§ **ÉNONCÉS DES EXERCICES**
• 1. Traduisez en anglais la phrase suivante du texte sur le crowdsourcing : « Le terme crowdsourcing a été utilisé la première fois par Jeff Howe du magazine Wired, dans un article publié en 2006. »
• 2. Reproduisez fidèlement le passage du texte sur le crowdsourcing qui commence par « 1. Le crowdsourcing, c'est » et se termine par « l’améliorer sans cesse. ».

Crowdsourcing : l'expertise des internautes au service de l'entreprise

S'ouvrir aux contributeurs extérieurs, spécialistes et particuliers, pour résoudre des problèmes spécifiques ou concevoir de nouveaux produits : c'est le principe du crowdsourcing.

1. Le crowdsourcing, c'est quoi ?

Le terme crowdsourcing a été utilisé la première fois par Jeff Howe du magazine Wired, dans un article publié en 2006.

Il s’agit –pour les entreprises qui recourent à cette pratique– d’utiliser le temps disponible des internautes pour créer du contenu, résoudre des problèmes, voire faire de la R&D. Le crowdsourcing peut être traduit par l’expression suivante : "l’approvisionnement par la foule".

C'est l'application du principe de l’open source –dont l’appellation française "logiciel libre" peut prêter à confusion-, qui prend ses racines au début des années 90 dans la communauté des développeurs informatiques, en dehors du domaine des logiciels. Le code source du logiciel est ouvert et permet à la communauté de se l’approprier mais aussi de l’améliorer sans cesse.

Un des exemples les plus anciens et significatifs est le projet Linux, système d’exploitation libre qui, dès 1991, voulait barrer la route au géant Windows.


collaborative attitude

2. Adopter la collaborative attitude

Pour Alec Ross, conseiller d'Hillary Clinton, "Parfois, la sagesse de la foule peut-être plus grande que celle d’un expert."

§ **LIGNES DE DONNÉES**
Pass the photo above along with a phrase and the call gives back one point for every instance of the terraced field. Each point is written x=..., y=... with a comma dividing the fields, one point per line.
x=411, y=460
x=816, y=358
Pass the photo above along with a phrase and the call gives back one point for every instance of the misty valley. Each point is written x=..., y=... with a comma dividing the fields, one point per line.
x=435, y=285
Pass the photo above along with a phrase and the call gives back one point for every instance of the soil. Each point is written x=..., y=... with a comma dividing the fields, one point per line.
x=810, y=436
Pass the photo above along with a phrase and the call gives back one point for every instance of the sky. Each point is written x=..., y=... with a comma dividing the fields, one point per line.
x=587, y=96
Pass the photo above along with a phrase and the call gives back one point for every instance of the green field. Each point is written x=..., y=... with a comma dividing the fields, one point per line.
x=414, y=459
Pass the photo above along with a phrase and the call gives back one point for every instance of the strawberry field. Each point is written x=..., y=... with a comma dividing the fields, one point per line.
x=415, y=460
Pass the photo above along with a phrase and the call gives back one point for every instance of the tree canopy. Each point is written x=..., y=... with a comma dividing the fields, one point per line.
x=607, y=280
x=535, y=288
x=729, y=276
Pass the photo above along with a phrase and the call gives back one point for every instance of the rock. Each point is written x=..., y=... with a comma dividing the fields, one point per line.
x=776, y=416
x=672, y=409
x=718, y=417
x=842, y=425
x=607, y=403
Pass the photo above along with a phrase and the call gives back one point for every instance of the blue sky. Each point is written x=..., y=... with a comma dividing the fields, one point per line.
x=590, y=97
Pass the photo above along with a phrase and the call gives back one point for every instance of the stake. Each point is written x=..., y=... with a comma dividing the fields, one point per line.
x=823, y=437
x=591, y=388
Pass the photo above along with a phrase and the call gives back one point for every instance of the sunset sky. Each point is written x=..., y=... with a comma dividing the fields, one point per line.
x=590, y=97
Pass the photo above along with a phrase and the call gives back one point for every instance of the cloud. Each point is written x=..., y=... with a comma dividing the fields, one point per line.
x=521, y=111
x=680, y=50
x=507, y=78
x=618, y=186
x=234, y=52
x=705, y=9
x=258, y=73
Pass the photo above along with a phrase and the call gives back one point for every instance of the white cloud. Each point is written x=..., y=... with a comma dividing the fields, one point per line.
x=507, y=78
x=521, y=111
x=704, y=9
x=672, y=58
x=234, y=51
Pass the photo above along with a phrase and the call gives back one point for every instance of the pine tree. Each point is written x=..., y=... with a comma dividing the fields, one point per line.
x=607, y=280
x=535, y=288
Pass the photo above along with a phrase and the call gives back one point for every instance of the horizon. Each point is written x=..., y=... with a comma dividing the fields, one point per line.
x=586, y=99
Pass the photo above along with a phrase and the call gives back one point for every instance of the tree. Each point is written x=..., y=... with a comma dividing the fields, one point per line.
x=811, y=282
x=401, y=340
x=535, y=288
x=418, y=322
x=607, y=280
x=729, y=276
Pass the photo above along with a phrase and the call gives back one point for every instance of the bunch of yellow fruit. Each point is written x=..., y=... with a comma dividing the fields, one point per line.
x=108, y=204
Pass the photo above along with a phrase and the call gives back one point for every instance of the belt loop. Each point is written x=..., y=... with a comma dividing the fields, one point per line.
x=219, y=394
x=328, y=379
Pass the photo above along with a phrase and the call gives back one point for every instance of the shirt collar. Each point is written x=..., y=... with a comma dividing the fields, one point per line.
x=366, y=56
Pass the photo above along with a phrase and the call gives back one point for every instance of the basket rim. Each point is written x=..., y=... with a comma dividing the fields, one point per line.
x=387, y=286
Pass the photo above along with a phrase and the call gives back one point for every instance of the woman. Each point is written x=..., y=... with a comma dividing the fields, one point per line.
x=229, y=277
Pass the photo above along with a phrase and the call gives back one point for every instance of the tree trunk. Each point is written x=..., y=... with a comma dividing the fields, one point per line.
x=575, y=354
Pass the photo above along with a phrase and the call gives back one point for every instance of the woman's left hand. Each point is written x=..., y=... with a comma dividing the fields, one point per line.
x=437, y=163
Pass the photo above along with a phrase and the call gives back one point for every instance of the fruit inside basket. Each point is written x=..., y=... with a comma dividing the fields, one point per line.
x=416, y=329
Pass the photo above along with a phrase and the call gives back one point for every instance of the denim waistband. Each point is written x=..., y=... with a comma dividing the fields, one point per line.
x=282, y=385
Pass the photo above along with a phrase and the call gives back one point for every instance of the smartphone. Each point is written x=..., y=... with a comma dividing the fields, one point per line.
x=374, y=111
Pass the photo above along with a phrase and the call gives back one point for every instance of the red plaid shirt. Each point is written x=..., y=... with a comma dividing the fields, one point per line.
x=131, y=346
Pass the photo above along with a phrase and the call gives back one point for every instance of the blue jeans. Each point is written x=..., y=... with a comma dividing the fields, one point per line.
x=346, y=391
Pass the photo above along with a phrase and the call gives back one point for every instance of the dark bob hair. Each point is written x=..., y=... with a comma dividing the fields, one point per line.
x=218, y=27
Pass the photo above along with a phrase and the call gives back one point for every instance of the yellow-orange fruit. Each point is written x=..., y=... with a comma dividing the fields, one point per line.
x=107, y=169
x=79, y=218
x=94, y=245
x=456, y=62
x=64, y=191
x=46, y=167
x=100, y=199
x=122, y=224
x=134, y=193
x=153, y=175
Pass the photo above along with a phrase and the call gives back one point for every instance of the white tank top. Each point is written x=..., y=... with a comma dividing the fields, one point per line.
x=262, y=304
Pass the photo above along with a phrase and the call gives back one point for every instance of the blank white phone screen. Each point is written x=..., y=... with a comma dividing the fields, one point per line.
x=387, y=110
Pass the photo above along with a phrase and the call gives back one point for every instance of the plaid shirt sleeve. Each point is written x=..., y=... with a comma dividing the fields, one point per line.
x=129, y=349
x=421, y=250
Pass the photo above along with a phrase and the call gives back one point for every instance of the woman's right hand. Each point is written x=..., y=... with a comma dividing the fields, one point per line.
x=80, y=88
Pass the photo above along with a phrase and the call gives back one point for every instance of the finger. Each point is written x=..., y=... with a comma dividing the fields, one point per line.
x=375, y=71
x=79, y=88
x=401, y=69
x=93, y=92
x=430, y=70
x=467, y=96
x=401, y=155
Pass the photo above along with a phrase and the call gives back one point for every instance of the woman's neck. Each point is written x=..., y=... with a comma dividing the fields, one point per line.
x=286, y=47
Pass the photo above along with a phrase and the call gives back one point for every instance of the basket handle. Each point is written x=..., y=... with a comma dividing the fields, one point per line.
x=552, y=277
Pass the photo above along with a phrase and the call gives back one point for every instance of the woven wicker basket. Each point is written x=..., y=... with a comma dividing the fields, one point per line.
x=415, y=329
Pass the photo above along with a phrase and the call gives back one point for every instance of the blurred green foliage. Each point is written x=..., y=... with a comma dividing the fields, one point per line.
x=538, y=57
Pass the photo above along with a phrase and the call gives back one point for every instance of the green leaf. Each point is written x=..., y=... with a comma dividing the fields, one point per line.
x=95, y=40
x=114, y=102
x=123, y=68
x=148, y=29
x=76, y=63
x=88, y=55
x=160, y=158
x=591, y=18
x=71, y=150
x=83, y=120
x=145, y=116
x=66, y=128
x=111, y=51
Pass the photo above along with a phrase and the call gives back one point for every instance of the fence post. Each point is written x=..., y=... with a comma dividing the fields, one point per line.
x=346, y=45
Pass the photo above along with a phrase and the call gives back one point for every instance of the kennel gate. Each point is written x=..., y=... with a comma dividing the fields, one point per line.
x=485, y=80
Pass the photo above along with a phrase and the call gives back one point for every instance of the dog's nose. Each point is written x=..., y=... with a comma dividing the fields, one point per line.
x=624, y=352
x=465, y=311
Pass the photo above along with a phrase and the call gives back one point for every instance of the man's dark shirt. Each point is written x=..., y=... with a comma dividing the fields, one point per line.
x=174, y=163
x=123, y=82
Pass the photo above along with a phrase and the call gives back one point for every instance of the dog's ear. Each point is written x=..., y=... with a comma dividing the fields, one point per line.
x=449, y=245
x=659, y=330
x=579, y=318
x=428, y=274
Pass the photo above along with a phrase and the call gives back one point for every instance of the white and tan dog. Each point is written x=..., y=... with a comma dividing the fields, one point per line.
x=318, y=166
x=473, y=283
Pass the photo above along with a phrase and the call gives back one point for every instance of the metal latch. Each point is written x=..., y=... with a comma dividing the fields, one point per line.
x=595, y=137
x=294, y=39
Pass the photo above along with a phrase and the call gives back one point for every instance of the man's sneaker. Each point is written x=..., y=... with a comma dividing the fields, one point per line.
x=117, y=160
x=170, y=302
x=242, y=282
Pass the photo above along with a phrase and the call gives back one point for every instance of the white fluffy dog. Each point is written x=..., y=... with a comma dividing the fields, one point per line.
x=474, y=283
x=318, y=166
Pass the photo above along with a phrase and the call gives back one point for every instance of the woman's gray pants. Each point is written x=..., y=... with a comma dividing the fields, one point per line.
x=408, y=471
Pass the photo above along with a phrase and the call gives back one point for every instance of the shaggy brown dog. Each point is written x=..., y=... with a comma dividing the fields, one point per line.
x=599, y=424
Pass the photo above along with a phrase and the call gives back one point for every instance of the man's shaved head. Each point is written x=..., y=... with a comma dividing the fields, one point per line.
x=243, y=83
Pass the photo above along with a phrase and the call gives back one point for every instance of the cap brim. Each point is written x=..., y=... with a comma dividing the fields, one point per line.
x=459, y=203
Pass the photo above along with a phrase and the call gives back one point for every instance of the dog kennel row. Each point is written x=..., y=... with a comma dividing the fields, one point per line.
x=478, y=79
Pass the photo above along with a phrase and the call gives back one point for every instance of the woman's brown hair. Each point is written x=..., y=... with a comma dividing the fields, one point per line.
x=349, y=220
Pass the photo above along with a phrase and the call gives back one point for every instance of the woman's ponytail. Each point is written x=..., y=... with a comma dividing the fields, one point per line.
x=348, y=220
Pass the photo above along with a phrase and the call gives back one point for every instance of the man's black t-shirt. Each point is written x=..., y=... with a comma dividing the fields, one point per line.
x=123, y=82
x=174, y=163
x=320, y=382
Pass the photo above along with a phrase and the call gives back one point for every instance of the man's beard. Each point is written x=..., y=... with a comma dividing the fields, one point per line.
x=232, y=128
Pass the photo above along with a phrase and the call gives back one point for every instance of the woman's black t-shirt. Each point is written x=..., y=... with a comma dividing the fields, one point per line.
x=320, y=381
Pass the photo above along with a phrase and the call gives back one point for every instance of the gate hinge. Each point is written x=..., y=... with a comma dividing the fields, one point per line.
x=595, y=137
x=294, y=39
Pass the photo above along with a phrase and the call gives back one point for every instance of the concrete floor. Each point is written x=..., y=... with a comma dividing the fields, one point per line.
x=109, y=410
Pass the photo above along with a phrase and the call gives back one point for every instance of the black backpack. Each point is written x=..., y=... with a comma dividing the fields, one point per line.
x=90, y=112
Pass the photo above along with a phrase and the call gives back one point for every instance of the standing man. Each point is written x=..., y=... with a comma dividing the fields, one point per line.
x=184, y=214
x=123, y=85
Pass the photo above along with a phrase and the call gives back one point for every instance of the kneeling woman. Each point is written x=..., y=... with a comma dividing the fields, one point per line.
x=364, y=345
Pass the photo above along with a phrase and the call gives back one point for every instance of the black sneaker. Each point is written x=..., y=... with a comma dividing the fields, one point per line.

§ **CORRIGÉ DES EXERCICES**
• 1. The term crowdsourcing was first used by Jeff Howe of Wired magazine, in an article published in 2006.

• 2.
1. Le crowdsourcing, c'est quoi ?

Le terme crowdsourcing a été utilisé la première fois par Jeff Howe du magazine Wired, dans un article publié en 2006.

Il s’agit –pour les entreprises qui recourent à cette pratique– d’utiliser le temps disponible des internautes pour créer du contenu, résoudre des problèmes, voire faire de la R&D. Le crowdsourcing peut être traduit par l’expression suivante : "l’approvisionnement par la foule".

C'est l'application du principe de l’open source –dont l’appellation française "logiciel libre" peut prêter à confusion-, qui prend ses racines au début des années 90 dans la communauté des développeurs informatiques, en dehors du domaine des logiciels. Le code source du logiciel est ouvert et permet à la communauté de se l’approprier mais aussi de l’améliorer sans cesse.